┌─ GIVEN PASSAGE

Ordered dict structure (a subclass of dictionary that keeps order).

>>> from collections import OrderedDict

>>> d = OrderedDict.fromkeys('abcde')
>>> d.move_to_end('b')
>>> ''.join(d.keys())
'acdeb'

>>> d.move_to_end('b', last=False)
>>> ''.join(d.keys())
'bacde'

Deques structure (Deques are a generalization of stacks and queues).

>>> import collection
>>> Q = collections.deque()
>>> Q.append(1)
>>> Q.appendleft(2)
>>> Q.extend([3, 4])
>>> Q.extendleft([5, 6])
>>> Q
deque([6, 5, 2, 1, 3, 4])
>>> Q.pop()
4
>>> Q.popleft()
6
>>> Q
deque([5, 2, 1, 3])
>>> Q.rotate(3)
>>> Q
deque([2, 1, 3, 5])
>>> Q.rotate(-3)
>>> Q
deque([5, 2, 1, 3])

>>> last_three = collections.deque(maxlen=3)
>>> for i in range(4):
...     last_three.append(i)
...     print ', '.join(str(x) for x in last_three)
...
0
0, 1
0, 1, 2
1, 2, 3
2, 3, 4

Named tuples structure (create tuple-like objects that have fields accessible by attribute lookup as well as being indexable and iterable).

>>> import collections
>>> Point = collections.namedtuple('Point', ['x', 'y'])
>>> p = Point(x=1.0, y=2.0)
>>> p
Point(x=1.0, y=2.0)
>>> p.x
1.0
>>> p.y
2.0

Use A Dictionary To Store A Switch.


>>> func_dict = {'sum': lambda x, y: x + y, 'subtract': lambda x, y: x - y}
>>> func_dict['sum'](9,3)

└─

# OBJECTIVE
Print the portion of the passage on Python collections that begins at the words "Named tuples structure" and stops after the words "collections.namedtuple('Point', ['x', 'y'])". Work only from the passage on Python collections.

┌─ INFORMATION PROVIDED

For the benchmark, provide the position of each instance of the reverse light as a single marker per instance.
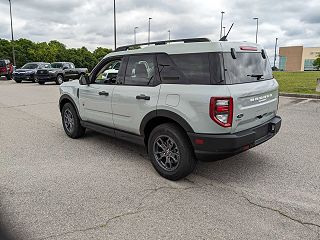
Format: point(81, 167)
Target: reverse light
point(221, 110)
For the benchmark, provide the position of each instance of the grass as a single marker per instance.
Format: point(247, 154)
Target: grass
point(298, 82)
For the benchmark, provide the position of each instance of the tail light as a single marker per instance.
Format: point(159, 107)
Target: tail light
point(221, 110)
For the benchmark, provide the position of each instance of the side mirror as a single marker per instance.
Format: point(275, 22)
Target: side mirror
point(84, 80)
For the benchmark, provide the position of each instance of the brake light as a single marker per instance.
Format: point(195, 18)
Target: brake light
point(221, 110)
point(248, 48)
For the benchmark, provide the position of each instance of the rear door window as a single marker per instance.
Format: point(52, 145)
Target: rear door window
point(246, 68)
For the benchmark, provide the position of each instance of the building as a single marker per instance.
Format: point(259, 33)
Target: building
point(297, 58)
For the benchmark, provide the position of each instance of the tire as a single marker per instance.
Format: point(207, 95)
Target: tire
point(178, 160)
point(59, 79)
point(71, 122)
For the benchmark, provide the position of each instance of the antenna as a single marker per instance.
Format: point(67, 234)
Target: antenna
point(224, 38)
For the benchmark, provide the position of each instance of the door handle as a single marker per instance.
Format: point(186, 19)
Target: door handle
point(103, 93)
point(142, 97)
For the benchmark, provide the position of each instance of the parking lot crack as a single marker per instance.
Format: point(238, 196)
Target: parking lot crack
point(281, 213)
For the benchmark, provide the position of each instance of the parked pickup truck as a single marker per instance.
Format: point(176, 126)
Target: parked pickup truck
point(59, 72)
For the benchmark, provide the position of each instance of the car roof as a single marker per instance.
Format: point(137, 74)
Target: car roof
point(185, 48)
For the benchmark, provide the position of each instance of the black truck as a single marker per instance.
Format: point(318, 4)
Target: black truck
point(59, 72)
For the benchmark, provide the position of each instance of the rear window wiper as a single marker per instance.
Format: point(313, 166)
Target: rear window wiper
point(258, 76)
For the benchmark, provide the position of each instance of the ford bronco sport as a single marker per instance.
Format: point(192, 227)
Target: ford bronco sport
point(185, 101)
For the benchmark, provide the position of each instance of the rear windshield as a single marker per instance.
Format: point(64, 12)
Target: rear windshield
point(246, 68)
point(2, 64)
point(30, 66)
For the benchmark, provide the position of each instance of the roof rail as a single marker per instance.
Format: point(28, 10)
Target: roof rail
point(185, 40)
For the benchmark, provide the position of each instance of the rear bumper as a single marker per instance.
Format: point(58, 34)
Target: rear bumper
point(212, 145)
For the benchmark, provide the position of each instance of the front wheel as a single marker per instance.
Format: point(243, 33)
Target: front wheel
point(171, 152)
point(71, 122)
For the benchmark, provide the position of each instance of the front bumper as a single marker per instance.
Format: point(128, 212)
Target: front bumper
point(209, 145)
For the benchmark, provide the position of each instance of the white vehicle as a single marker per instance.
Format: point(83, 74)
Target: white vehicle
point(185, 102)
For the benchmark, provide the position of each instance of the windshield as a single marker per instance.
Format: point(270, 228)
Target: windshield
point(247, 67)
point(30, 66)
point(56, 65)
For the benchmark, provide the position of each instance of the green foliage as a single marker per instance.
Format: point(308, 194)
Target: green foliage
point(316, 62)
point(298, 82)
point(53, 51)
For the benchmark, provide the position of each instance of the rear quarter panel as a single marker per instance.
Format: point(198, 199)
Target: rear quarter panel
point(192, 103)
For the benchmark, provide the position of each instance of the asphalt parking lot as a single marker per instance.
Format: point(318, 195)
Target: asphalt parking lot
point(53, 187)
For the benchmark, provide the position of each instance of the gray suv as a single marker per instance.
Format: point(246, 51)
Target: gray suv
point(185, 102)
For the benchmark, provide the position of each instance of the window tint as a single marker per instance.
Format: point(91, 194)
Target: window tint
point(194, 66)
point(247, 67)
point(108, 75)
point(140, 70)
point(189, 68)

└─
┌─ INFORMATION PROVIDED

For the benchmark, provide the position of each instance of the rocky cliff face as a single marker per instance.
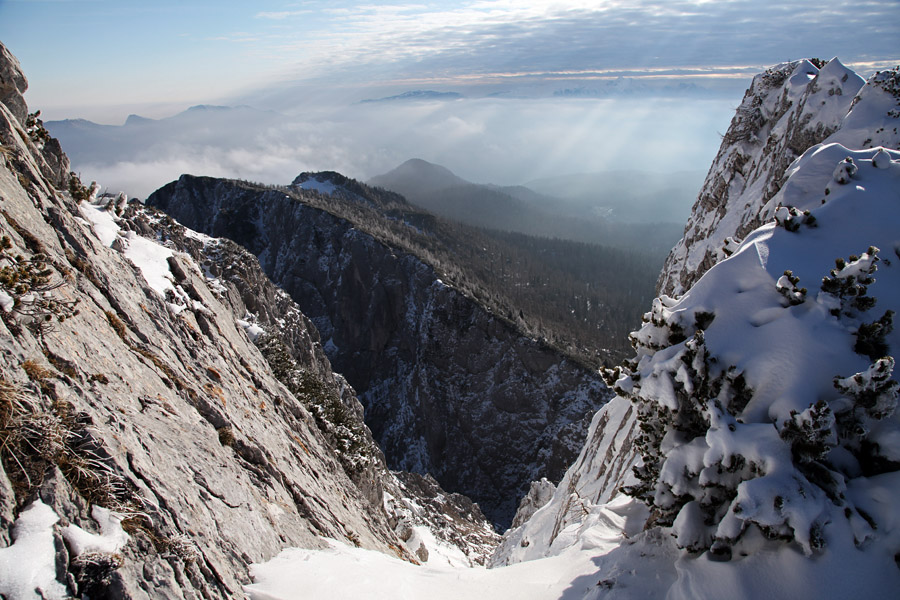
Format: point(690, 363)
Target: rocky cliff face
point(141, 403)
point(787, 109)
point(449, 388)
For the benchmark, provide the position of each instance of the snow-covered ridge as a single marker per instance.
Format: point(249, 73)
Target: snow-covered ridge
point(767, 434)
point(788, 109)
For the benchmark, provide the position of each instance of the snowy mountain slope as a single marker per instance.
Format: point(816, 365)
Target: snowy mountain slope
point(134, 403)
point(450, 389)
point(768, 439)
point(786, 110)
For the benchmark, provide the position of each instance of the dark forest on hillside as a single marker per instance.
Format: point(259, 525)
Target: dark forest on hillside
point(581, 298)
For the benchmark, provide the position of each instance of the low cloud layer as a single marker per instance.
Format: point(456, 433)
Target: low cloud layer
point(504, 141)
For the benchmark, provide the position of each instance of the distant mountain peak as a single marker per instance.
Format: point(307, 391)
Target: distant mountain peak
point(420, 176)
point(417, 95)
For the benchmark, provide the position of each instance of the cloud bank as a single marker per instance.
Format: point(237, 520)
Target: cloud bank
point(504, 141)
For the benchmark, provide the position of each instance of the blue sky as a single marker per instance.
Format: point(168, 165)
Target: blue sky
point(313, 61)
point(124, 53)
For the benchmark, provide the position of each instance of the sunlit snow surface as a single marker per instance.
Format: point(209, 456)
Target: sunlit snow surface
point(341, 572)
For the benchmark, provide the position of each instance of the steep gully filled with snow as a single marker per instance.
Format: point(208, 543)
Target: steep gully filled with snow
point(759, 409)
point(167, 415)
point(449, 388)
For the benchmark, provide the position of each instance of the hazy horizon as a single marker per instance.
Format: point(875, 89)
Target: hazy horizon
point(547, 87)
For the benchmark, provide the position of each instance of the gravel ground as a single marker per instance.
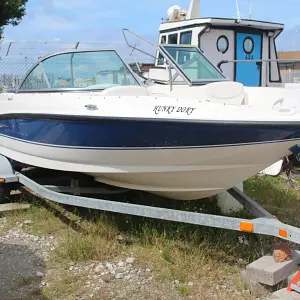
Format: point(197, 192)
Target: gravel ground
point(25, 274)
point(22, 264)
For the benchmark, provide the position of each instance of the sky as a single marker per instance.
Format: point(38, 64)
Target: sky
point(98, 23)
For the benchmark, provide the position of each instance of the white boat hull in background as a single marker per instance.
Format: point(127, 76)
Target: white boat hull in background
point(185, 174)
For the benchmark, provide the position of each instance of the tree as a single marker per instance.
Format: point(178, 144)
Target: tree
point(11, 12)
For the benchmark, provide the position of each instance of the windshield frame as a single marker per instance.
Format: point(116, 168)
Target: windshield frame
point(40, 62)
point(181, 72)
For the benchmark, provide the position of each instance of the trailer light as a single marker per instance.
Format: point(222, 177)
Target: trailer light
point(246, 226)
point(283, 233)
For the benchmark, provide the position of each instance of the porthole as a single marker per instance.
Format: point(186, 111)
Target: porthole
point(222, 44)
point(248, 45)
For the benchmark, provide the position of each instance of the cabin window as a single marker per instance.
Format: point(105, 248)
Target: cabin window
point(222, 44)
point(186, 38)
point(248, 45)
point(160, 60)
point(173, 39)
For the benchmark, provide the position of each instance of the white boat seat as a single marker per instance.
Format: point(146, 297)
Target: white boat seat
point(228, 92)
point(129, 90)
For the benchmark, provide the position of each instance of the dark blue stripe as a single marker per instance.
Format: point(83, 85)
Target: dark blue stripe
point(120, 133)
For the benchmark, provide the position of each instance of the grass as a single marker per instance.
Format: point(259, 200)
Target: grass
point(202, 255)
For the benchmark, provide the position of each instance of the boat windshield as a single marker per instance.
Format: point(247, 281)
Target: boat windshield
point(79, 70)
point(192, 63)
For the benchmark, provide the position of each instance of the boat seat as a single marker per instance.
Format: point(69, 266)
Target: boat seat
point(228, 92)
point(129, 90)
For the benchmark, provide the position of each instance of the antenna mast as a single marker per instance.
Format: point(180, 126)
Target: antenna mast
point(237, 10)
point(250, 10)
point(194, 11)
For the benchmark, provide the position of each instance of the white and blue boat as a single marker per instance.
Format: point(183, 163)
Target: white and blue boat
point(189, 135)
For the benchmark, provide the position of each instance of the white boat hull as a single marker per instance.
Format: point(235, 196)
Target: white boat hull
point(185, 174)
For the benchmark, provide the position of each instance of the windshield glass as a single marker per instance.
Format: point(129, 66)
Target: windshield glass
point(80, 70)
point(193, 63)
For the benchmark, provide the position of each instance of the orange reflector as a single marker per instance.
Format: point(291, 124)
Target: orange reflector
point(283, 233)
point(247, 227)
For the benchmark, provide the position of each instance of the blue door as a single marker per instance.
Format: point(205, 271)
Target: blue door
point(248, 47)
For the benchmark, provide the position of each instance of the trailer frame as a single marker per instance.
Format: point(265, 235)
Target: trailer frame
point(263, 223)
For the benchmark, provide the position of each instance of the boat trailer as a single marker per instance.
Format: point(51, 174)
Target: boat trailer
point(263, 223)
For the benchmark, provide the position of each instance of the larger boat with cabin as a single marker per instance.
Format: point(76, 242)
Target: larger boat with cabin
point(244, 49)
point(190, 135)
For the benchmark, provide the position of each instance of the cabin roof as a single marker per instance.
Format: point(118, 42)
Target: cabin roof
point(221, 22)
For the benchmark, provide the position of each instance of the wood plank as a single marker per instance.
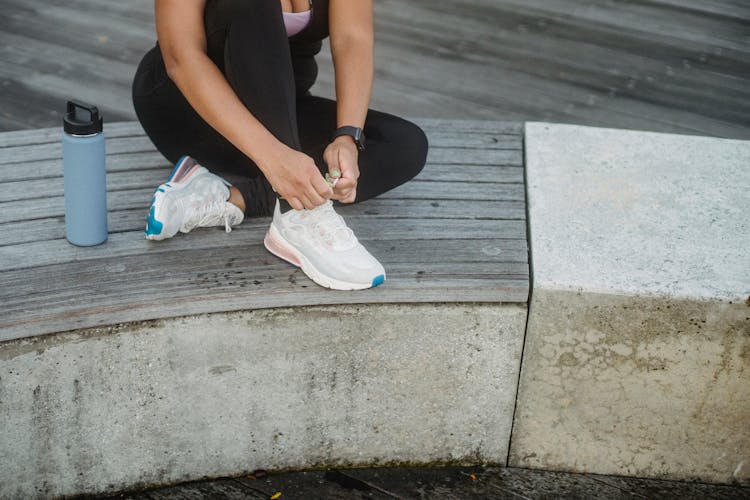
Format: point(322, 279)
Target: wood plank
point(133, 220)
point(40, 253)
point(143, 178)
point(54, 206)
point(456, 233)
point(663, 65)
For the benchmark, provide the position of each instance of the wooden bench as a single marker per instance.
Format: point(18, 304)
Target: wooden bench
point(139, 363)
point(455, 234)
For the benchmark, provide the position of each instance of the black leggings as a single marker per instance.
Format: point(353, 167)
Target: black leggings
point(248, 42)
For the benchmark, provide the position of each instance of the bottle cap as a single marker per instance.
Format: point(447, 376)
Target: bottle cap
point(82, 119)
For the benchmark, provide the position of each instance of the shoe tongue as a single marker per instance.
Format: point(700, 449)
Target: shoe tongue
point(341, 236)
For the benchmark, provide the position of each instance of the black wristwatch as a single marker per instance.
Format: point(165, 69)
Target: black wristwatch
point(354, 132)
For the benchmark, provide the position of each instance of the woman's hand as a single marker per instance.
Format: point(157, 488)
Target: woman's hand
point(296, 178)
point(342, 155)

└─
┌─ INFORMATION PROVIDED

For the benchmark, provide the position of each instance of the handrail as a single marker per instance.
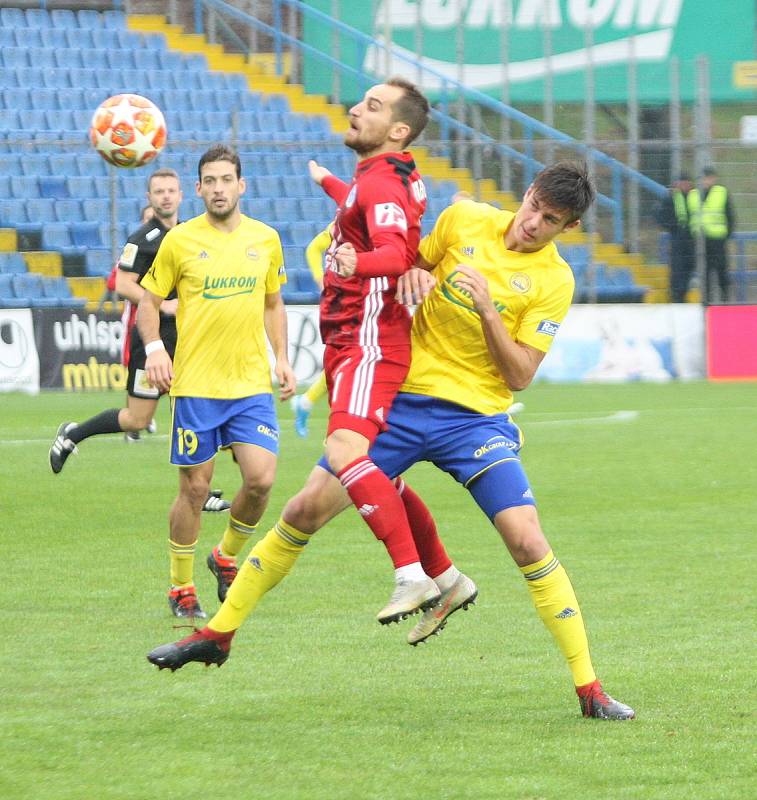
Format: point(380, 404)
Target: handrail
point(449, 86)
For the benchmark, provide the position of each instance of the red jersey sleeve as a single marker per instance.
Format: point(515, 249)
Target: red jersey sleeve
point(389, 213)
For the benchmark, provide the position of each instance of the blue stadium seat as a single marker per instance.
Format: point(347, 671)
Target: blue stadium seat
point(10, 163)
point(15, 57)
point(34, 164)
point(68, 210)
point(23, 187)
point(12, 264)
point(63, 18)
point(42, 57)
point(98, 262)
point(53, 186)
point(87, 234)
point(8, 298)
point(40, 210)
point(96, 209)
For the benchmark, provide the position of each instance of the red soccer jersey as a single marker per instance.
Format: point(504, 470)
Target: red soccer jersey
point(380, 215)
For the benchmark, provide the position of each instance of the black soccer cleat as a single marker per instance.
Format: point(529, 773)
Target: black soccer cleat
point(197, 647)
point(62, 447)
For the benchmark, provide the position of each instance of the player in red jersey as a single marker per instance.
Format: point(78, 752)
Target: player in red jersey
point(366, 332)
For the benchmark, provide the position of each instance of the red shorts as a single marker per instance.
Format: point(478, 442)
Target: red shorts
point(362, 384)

└─

# RESPONSE TO THIS EXERCISE
Named tuples structure (create tuple-like objects that have fields accessible by attribute lookup as well as being indexable and iterable).

>>> import collections
>>> Point = collections.namedtuple('Point', ['x', 'y'])